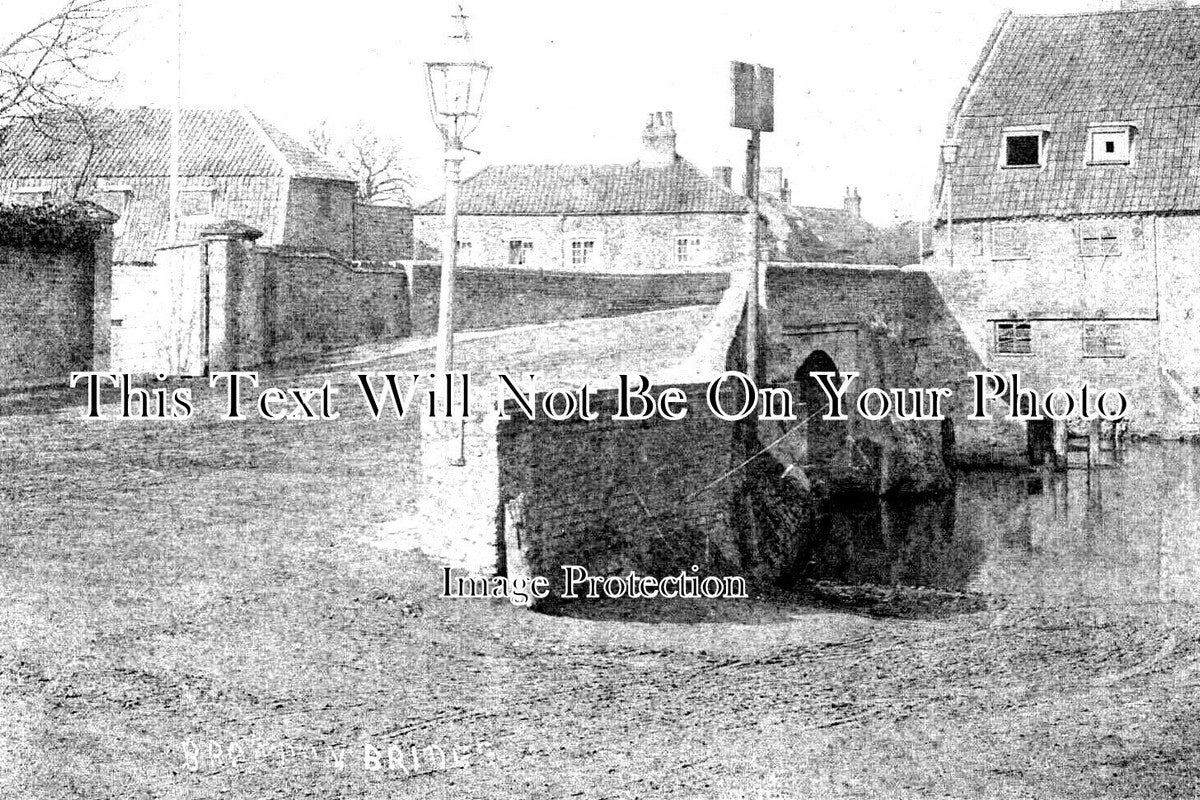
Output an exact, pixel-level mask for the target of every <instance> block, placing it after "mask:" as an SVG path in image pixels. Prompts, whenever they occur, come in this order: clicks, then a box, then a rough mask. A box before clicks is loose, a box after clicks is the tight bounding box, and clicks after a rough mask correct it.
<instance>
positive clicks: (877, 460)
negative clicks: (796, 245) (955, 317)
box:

» **Activity**: Could you copy out the lines above word for word and leave out the picture?

» **Answer for this exercise**:
Output an exact, pixel-level mask for the target of every <instance> block, placing it after "mask:" as an SVG path in image pixels. Prompts, whenever they occur, come in this order: clicks, then a box, then a rough mask. A box before clicks is loose, a box after clicks is the tight bounding box, and clicks after a rough mask correct it.
<instance>
positive clicks: (877, 460)
negative clicks: (796, 245) (955, 317)
box:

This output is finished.